## PAGE EXCERPT
-- begin --
[Beowulf] Moores Law is dying

Robert G. Brown rgb at phy.duke.edu
Fri Apr 10 06:45:36 PDT 2009


On Thu, 9 Apr 2009, Peter St. John wrote:

> Yes, supersonic travel over land is restricted in the U.S.; so for example
> the SST was good for NY to London but not NY to LA.
> 
> We're no where near the limits to information per cubic centimter; but I
> don't know how to define information **processing** per cubic centimeter.
> Maybe if we define causally-correlated flops (so, the seqential, dependent
> FLOPS of a single core, single thread machine is 100%, the FLOPS distributed
> across the globe are 0%, and the distributed cores of a Beowulf working on a
> single problem, but with some wasted effort because not every core can take
> into account every up-to-the-nanosecond current state of every other core)
> is X% for 0 < X < 100. Then, we could define causally-correlated FLOPS per
> cubic Centimter as a unit of information processing density..?  And to find
> the limit you'd have to account for the cc's where the heat goes.
> 
> But I'm no physicist.

Well said, nonetheless.  My only teensy insertion in this otherwise
interesting discussion that is saying it all without me is that current
ML extrapolation is still mostly assuming single threaded von Neummann
computing.  As core count increases, this assumption will become
increasingly false, and using parallel aggregate ips as a measure will
become increasingly misleading as very few applications will be able to
use all the available resources all the time or distribute themselves to
utilize peak.
-- end --
## DIRECTION 1
List each computing setup that the post assigns a causally-correlated percentage to, and give the percentage for each.

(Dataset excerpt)
-- begin --
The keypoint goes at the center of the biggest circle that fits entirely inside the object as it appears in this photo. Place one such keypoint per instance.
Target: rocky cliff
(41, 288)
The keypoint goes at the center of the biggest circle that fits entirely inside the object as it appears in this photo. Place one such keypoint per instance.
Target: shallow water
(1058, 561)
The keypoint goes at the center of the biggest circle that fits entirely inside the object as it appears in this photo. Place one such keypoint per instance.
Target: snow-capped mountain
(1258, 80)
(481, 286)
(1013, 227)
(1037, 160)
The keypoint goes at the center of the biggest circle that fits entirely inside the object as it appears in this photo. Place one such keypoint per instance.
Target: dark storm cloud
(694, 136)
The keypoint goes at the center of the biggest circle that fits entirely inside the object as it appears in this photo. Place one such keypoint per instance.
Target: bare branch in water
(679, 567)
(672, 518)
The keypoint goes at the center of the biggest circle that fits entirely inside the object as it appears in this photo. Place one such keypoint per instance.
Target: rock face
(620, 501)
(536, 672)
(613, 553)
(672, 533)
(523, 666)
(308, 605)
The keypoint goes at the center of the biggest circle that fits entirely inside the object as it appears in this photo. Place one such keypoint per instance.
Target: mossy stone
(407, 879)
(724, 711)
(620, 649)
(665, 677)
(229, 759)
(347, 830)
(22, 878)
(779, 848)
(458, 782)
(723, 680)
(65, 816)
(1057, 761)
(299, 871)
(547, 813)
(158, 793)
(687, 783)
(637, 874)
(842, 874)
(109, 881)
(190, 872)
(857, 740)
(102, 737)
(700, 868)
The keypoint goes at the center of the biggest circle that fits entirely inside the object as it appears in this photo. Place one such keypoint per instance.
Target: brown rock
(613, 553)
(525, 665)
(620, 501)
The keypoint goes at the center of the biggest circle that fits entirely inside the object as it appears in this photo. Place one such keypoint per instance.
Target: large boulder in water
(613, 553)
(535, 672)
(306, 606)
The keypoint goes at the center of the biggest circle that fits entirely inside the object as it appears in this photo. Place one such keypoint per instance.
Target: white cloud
-- end --
## DIRECTION 2
Return every line of the records that contains the string "water", treating uppercase and lowercase letters as different.

## FULL RESPONSE 1
- The sequential, dependent FLOPS of a single core, single thread machine: 100%
- FLOPS distributed across the globe: 0%
- The distributed cores of a Beowulf working on a single problem: X%, where 0 < X < 100

## FULL RESPONSE 2
Target: shallow water
Target: bare branch in water
Target: large boulder in water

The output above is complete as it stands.